▶ TASK INSTRUCTIONS: Repeat the lines below exactly as they appear, but leave out the images.

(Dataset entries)
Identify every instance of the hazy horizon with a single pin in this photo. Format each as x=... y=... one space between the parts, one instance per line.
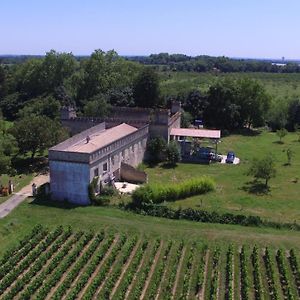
x=257 y=30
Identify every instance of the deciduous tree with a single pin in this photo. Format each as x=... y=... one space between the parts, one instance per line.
x=37 y=133
x=146 y=90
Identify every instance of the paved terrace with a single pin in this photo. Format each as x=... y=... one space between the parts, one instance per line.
x=96 y=142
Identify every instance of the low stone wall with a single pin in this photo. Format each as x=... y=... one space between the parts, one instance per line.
x=130 y=174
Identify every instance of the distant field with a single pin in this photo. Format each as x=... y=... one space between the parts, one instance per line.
x=281 y=204
x=63 y=264
x=278 y=85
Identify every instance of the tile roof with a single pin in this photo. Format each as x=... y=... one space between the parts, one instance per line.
x=101 y=139
x=199 y=133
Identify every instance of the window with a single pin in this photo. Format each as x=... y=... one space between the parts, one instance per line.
x=104 y=167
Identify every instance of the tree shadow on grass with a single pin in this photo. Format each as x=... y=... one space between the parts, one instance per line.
x=55 y=204
x=256 y=187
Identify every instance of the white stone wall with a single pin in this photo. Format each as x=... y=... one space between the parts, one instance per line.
x=69 y=182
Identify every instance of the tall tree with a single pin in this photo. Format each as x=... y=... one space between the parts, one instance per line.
x=97 y=106
x=37 y=133
x=253 y=101
x=196 y=103
x=146 y=90
x=222 y=110
x=263 y=168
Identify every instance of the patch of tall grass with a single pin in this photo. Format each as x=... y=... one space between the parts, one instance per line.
x=156 y=194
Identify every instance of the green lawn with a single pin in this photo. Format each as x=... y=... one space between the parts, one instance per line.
x=281 y=204
x=22 y=219
x=19 y=182
x=278 y=85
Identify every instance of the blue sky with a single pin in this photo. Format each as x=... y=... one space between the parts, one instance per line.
x=236 y=28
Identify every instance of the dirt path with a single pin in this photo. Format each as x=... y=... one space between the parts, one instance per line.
x=25 y=271
x=80 y=295
x=17 y=198
x=178 y=272
x=202 y=292
x=125 y=267
x=157 y=255
x=53 y=290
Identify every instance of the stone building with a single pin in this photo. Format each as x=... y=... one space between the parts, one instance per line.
x=99 y=147
x=160 y=121
x=96 y=152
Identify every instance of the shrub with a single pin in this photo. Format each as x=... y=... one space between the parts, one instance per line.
x=173 y=153
x=157 y=193
x=156 y=149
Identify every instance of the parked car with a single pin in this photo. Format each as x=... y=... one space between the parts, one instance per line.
x=205 y=153
x=217 y=157
x=230 y=158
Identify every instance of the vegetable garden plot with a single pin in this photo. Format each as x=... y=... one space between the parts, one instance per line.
x=62 y=264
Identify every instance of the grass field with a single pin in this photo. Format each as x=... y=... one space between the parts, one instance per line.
x=277 y=85
x=63 y=264
x=235 y=193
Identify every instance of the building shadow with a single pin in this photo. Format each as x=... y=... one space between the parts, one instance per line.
x=54 y=204
x=256 y=187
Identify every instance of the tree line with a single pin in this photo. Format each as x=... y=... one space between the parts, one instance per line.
x=205 y=63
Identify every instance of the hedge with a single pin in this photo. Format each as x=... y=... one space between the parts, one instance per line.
x=208 y=217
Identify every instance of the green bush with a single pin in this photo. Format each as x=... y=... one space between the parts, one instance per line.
x=158 y=193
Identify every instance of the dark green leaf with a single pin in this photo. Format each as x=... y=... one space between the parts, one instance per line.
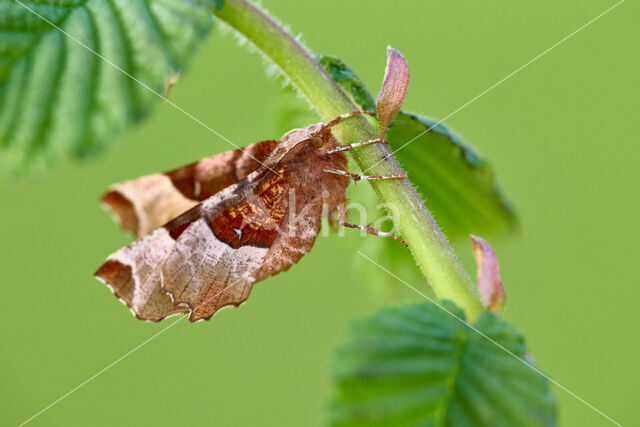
x=457 y=184
x=419 y=365
x=58 y=99
x=349 y=82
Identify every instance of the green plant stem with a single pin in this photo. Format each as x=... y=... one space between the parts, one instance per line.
x=432 y=252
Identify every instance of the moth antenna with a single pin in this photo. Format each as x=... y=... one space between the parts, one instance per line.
x=350 y=147
x=342 y=117
x=374 y=231
x=356 y=177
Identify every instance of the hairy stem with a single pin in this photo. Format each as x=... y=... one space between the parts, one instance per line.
x=428 y=245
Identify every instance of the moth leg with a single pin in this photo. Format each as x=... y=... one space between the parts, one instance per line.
x=356 y=177
x=349 y=147
x=374 y=231
x=347 y=115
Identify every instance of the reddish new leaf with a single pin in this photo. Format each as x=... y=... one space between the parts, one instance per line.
x=394 y=88
x=489 y=282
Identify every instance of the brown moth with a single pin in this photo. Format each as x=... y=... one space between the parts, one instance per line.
x=210 y=230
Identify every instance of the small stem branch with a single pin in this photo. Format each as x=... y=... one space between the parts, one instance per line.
x=428 y=245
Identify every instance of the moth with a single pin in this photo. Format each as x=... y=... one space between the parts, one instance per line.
x=207 y=232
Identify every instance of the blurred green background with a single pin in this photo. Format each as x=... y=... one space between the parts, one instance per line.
x=562 y=135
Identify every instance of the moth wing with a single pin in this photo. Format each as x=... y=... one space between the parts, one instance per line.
x=221 y=253
x=144 y=204
x=133 y=273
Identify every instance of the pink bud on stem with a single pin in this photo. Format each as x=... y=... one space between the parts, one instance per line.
x=489 y=282
x=394 y=88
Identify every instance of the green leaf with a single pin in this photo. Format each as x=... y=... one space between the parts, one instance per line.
x=419 y=365
x=348 y=81
x=457 y=184
x=58 y=99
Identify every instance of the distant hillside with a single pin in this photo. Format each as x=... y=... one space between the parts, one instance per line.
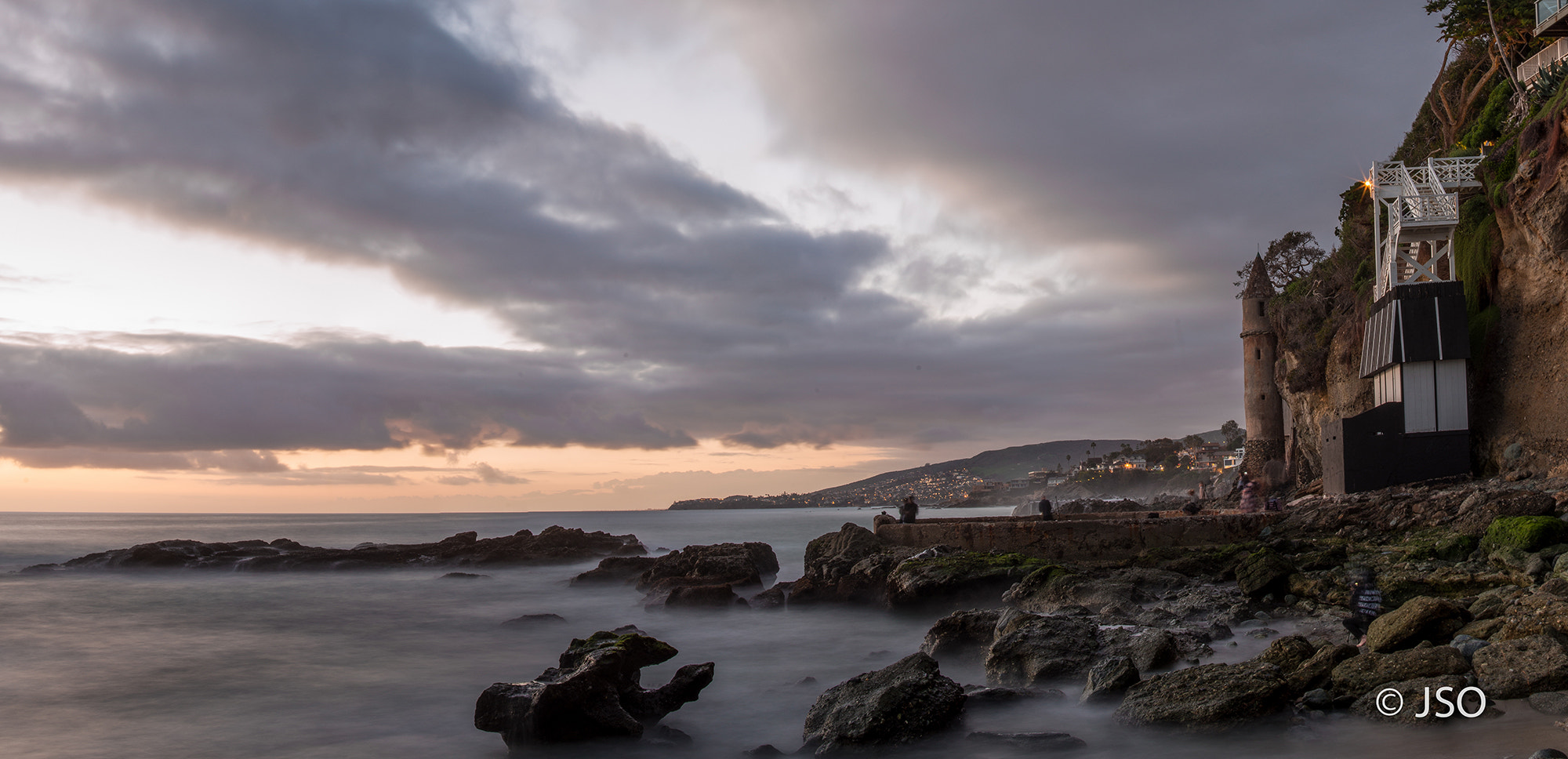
x=992 y=467
x=937 y=484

▶ ANSWER AREA:
Identify every instance of the hazy horizon with a single pin in this photo. Format each as x=... y=... one space between the parts, one instance per line.
x=257 y=30
Identify every instance of the deciduous tree with a single pin in this photo. Format each as x=... y=... one space between the parts, one instance per line.
x=37 y=133
x=146 y=90
Identify every instance of the paved terrace with a single pin in this photo. Format each as x=... y=... one space between the parts, one instance per line.
x=96 y=142
Identify every instance of the low stone wall with a single pin in this photo. Format each as x=... y=... one space between the parts, one instance per line.
x=130 y=174
Identify every instance of the distant field with a single pin in this photo. Format each as x=... y=... one space between the parts, one instance per line.
x=281 y=204
x=63 y=264
x=278 y=85
Identify every instance of the tile roof with a single pin in this photo. Format each as x=... y=... one space between the parts, one instance per line.
x=101 y=139
x=199 y=133
Identify every instance of the window with a single pin in this photo. Format each as x=... y=... one space between the parts, one instance per line.
x=104 y=167
Identify every instance of the tree shadow on grass with a single pin in this photo. Format each as x=... y=... one space between the parts, one instance per line.
x=55 y=204
x=256 y=187
Identify every instance of the white stone wall with a single pin in this photo. Format each as x=... y=... one space between the parts, one instance per line.
x=69 y=182
Identify every instance of the tall tree with a single pin in this photo. Format each as x=... y=... one space between the parts, one instance per line.
x=97 y=106
x=37 y=133
x=253 y=101
x=196 y=103
x=146 y=90
x=222 y=110
x=263 y=168
Identify every instance of the patch of tall grass with a single pin in this photo. Format each as x=... y=... one space between the parts, one instance per line.
x=156 y=194
Identify every instance of the green lawn with a single pin in this photo. Format each as x=... y=... one space between the parts, one instance per line.
x=281 y=204
x=22 y=219
x=19 y=182
x=278 y=85
Identify every instance of the blue sky with a single pin in this photo. Format each as x=... y=... one space between the parts, one instance per line.
x=236 y=28
Identify every instance of the dirt path with a single pin in this photo. Format each as x=... y=... one space between the parts, one instance per line.
x=25 y=271
x=80 y=295
x=17 y=198
x=178 y=272
x=202 y=292
x=125 y=267
x=157 y=255
x=53 y=290
Identify every instance of the stone building with a single pin in this photo. Format each as x=... y=... one space between the parts, one instance per line.
x=99 y=147
x=160 y=121
x=96 y=152
Identify every instance of the shrub with a single pin in this photo. Format each as x=... y=... one space between the parts, one instance per line.
x=173 y=153
x=157 y=193
x=156 y=149
Identify every instance of the parked car with a single pin in this photo. Format each as x=... y=... one space between the parts, one instance per line.
x=205 y=153
x=217 y=157
x=230 y=158
Identify every instance of the vegetable garden plot with a single pin in this photo. Format each as x=... y=... one space between the parts, one instance per line.
x=62 y=264
Identify every instance of the grass field with a single pin in this photo. Format each as x=... y=... one space between the parts, one instance per line.
x=277 y=85
x=63 y=264
x=235 y=193
Identify every instance of the building shadow with a single pin in this photo. Format each as x=... y=... one space between the parts, one instance per line.
x=54 y=204
x=256 y=187
Identify every instance of the tree line with a single pin in this photo. Format each as x=... y=... one space between the parts, one instance per line.
x=205 y=63
Identify every instance of the hedge with a single pin in this photo. Format each as x=... y=... one space between the parts, one instance per line.
x=208 y=217
Identify every instance of the green bush with a single pin in this photo. Format each as x=... y=... one space between the parts, one instance per line.
x=158 y=193
Identify every instance of the dark green leaf with a single pin in this photo. Format each as x=... y=... one space between the parts, one instance per line.
x=457 y=184
x=419 y=365
x=58 y=99
x=349 y=82
Identify every instance of the green plant stem with a single pin in this photo. Format each as x=... y=... one space between the parts, one instance per line.
x=432 y=252
Identify every instance of the moth antenna with a single pin in this photo. Format each as x=... y=... one space between the parts, one instance per line.
x=350 y=147
x=342 y=117
x=374 y=231
x=356 y=177
Identify every instance of the hairy stem with a single pin in this photo. Format each as x=... y=... one space between the parts, one instance per line.
x=428 y=245
Identify every instance of the moth leg with a single pin in this photo. Format each as x=... y=... one space between the parts, one instance per line.
x=356 y=177
x=349 y=147
x=374 y=231
x=347 y=115
Identify every instance of the reddish new leaf with a single pin in this photo. Format each as x=... y=... one space between the parts, one instance per line.
x=394 y=88
x=489 y=282
Identify every instance of the brown moth with a single pin in this photo. Format each as x=... y=... one space between the parts, one instance per line.
x=210 y=230
Identify every instance of the small stem branch with a single pin in this photo. Format each as x=... y=... one space between the parts, one instance per line.
x=428 y=245
Identify every instance of the moth with a single pin in this photo. Format each as x=... y=... one space between the parts, one instance per line.
x=207 y=232
Identify every instance of the blurred green background with a single pin in this photo. Format each as x=... y=... one space between the parts, one instance per line.
x=562 y=135
Identify every instance of the moth wing with a single pin in this photo. Format each as x=... y=... one space between the parts, one instance per line.
x=221 y=253
x=144 y=204
x=133 y=273
Identify every instance of the pink bud on stem with a single pin in this photo. Format each as x=... y=... one space between the parts, one instance per line.
x=489 y=282
x=394 y=88
Identify every instance of the green leaf with a single pin in this photo. Format each as x=... y=... one space between the parts, one instance per line.
x=419 y=365
x=348 y=81
x=457 y=184
x=58 y=99
Identify every instance of the distant hillside with a single pin in this photo. Format each as x=... y=... one space between the parts, one instance per line.
x=992 y=467
x=937 y=484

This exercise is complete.